TASK PROMPT: Output only the lines below that start at the line containing "Exercise. Point out the sky" and end at the line containing "[(383, 23), (341, 157)]", with both ends kept.

ENTRIES SHOWN:

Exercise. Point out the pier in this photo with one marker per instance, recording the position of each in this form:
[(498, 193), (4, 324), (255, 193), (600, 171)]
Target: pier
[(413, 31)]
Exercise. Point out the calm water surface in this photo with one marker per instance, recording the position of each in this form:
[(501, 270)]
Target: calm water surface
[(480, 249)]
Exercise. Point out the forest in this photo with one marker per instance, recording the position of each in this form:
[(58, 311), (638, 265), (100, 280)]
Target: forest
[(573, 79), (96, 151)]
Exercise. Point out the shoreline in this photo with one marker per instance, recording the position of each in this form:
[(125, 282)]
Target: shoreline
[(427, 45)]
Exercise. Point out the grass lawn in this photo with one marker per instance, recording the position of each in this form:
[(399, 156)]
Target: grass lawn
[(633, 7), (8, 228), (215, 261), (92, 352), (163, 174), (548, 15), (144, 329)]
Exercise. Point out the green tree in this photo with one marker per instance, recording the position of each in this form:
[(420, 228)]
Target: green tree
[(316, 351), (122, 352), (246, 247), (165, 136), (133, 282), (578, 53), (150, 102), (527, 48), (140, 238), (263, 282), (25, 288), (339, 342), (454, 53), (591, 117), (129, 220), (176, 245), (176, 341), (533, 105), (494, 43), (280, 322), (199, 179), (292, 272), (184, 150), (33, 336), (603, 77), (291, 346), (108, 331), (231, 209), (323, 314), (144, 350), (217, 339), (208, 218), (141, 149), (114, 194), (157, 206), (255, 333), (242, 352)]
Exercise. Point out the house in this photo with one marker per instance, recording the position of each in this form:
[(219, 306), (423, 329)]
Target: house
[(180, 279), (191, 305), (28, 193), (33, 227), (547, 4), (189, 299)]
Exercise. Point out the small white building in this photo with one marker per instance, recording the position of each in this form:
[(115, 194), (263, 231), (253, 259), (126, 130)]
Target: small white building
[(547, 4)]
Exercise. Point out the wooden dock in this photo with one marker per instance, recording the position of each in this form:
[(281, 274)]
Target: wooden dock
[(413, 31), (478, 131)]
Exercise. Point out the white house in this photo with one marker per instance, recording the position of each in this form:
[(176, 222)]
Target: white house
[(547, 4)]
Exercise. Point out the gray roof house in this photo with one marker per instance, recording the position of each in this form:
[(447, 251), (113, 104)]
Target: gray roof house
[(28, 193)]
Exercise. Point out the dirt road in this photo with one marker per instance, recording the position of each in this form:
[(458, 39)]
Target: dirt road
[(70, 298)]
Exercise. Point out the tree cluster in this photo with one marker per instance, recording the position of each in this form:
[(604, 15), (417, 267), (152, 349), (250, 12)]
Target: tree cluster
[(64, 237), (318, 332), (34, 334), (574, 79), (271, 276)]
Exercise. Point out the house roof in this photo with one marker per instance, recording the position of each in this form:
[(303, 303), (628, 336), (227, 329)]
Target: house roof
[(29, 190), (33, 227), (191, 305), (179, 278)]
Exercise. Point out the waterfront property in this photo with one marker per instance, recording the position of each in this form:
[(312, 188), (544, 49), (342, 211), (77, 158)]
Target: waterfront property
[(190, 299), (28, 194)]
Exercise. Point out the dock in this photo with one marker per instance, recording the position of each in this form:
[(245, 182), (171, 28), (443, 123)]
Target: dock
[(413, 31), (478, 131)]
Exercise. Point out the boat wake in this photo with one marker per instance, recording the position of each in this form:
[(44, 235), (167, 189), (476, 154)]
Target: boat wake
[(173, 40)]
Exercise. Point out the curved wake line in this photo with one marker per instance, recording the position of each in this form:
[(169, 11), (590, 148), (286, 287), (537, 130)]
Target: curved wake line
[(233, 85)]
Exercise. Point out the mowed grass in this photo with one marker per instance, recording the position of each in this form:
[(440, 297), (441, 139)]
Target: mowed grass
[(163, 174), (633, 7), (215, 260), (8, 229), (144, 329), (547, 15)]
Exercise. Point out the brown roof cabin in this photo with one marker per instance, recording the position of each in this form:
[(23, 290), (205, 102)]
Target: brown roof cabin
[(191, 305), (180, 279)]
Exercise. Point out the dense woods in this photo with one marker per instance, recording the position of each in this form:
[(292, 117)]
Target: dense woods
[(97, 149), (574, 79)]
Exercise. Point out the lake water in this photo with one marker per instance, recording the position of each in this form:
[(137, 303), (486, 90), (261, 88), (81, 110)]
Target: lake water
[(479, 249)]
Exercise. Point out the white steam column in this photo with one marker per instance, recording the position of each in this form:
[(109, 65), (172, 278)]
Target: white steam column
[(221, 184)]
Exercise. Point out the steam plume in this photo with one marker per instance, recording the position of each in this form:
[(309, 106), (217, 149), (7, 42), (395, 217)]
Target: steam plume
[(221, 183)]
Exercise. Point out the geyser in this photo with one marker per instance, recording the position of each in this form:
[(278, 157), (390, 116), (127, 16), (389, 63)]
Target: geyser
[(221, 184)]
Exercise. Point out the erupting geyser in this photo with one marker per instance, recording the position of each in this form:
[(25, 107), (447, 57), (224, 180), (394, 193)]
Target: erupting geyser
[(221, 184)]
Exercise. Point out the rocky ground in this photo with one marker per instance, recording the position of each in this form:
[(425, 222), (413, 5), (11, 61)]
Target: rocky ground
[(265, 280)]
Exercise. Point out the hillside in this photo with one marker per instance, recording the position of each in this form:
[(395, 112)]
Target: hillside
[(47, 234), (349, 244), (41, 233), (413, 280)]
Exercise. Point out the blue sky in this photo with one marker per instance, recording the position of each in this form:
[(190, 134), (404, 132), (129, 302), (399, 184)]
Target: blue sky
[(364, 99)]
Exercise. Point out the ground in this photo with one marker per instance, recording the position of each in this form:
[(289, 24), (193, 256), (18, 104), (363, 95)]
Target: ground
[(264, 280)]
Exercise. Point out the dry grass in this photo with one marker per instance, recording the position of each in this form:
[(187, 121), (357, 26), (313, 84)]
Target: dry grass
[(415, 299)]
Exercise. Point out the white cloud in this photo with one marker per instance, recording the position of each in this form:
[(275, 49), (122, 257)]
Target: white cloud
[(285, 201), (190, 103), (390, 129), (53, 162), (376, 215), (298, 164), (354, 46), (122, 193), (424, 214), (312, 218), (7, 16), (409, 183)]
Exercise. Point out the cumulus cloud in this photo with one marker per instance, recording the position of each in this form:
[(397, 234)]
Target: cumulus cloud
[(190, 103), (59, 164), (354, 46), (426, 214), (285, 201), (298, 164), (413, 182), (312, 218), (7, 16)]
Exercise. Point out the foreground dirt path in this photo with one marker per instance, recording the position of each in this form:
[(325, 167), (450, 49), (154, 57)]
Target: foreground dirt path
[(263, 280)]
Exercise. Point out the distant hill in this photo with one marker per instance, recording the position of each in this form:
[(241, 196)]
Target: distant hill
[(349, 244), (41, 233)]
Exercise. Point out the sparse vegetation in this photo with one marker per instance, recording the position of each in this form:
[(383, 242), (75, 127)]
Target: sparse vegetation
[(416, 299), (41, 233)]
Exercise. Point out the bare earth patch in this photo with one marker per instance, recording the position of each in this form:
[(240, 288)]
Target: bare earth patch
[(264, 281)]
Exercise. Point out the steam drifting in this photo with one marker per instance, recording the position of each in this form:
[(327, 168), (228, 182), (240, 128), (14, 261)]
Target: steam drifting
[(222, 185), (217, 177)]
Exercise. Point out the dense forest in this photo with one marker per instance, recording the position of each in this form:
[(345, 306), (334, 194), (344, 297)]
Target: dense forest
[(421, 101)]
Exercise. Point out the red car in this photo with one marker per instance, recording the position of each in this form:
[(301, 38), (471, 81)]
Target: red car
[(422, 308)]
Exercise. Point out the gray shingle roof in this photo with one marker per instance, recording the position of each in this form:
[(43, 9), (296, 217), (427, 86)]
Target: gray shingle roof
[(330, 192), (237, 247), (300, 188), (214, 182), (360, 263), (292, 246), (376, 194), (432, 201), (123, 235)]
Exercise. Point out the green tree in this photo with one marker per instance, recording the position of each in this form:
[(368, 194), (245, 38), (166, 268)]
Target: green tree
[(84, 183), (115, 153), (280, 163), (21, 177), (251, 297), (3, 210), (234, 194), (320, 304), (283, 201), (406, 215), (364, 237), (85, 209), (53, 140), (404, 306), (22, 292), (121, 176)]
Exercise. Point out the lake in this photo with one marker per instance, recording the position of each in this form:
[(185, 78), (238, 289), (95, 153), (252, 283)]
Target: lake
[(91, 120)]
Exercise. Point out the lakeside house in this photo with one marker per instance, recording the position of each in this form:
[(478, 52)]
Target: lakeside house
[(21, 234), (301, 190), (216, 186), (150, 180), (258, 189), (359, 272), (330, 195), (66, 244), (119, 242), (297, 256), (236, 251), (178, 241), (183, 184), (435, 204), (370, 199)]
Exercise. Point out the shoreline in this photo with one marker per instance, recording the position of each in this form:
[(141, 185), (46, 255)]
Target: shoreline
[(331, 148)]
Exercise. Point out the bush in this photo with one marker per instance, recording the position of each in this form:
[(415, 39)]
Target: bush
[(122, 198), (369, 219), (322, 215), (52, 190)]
* * *
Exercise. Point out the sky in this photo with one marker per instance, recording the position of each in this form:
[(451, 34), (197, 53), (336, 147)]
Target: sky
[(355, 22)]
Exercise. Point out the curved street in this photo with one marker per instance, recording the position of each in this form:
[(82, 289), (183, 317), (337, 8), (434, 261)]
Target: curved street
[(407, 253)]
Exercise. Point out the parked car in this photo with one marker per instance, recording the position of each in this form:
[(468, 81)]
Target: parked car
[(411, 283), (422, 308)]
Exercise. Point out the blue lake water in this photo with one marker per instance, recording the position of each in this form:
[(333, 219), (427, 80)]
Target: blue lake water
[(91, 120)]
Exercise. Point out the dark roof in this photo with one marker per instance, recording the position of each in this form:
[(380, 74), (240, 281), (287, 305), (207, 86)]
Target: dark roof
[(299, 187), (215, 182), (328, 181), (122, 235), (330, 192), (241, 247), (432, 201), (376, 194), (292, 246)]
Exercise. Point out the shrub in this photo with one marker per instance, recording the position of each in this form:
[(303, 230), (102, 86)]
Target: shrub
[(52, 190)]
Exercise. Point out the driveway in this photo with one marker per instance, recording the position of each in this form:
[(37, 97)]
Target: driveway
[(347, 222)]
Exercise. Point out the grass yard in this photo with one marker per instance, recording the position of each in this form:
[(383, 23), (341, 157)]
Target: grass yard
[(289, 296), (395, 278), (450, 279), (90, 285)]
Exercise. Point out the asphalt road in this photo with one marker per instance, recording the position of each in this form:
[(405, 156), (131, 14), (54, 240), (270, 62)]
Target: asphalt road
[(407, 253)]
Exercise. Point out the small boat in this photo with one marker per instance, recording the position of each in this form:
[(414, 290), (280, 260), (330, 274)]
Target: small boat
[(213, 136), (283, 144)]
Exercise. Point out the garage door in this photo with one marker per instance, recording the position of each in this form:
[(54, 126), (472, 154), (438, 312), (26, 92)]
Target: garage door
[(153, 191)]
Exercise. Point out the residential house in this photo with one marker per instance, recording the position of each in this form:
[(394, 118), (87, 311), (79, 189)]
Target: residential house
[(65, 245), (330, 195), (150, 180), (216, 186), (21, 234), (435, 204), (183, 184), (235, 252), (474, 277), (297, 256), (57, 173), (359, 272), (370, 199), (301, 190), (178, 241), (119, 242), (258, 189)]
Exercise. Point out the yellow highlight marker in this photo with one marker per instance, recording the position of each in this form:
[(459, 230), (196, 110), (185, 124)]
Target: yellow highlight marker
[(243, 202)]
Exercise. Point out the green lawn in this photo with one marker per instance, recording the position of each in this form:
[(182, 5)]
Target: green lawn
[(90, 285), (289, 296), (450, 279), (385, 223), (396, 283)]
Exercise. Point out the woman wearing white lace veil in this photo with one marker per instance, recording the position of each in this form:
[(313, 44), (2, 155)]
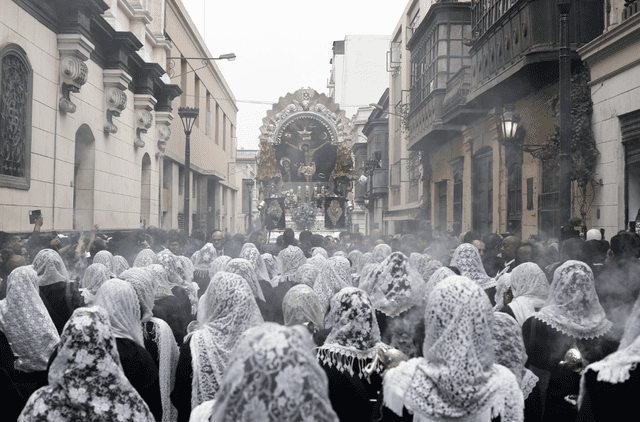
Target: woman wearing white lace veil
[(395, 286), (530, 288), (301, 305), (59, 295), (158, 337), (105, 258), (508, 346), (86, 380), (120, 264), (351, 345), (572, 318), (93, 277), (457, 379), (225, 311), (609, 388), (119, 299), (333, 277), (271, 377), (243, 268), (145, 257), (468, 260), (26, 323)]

ANSWER SPACE:
Exercise. Point out the sky in this photo with one marker per instance, recording the position of each in this form:
[(451, 34), (197, 53), (336, 147)]
Target: sky
[(355, 22)]
Exercise. Point out the curved street in this photo with one marker per instance, recording the position of each in this form:
[(82, 289), (183, 317), (337, 8), (434, 261)]
Target: curved street
[(407, 253)]
Exercise. Point out the parked car in this photo with one marker per instance, recording the position of each in this form:
[(468, 81)]
Target: parked car
[(411, 283), (422, 308)]
Exercise. Point out the blue lake water in this photo with one marker per instance, recording the position of each in this form:
[(333, 219), (427, 80)]
Target: blue lake water
[(91, 120)]
Exercise. Point out the dark roof in this photo with one marker per instance, recording the position of each in this form:
[(380, 74), (240, 281), (287, 305), (207, 86)]
Target: dark roof
[(299, 187), (215, 182), (328, 181), (122, 235), (330, 192), (241, 247), (432, 201), (376, 194), (292, 246)]
Exercise. Point out the shrub in this photo with one marker per instance, recording the position of each in this form:
[(303, 230), (102, 86)]
Target: shrub
[(52, 190)]
Exercise. Point out the driveway in this photo with one marker per instance, recording the position of each in this form:
[(37, 97)]
Target: driveway
[(347, 222)]
Exercise. Point out the grass yard in this photo with one marker per instance, recording the position of each in this form:
[(383, 23), (341, 157)]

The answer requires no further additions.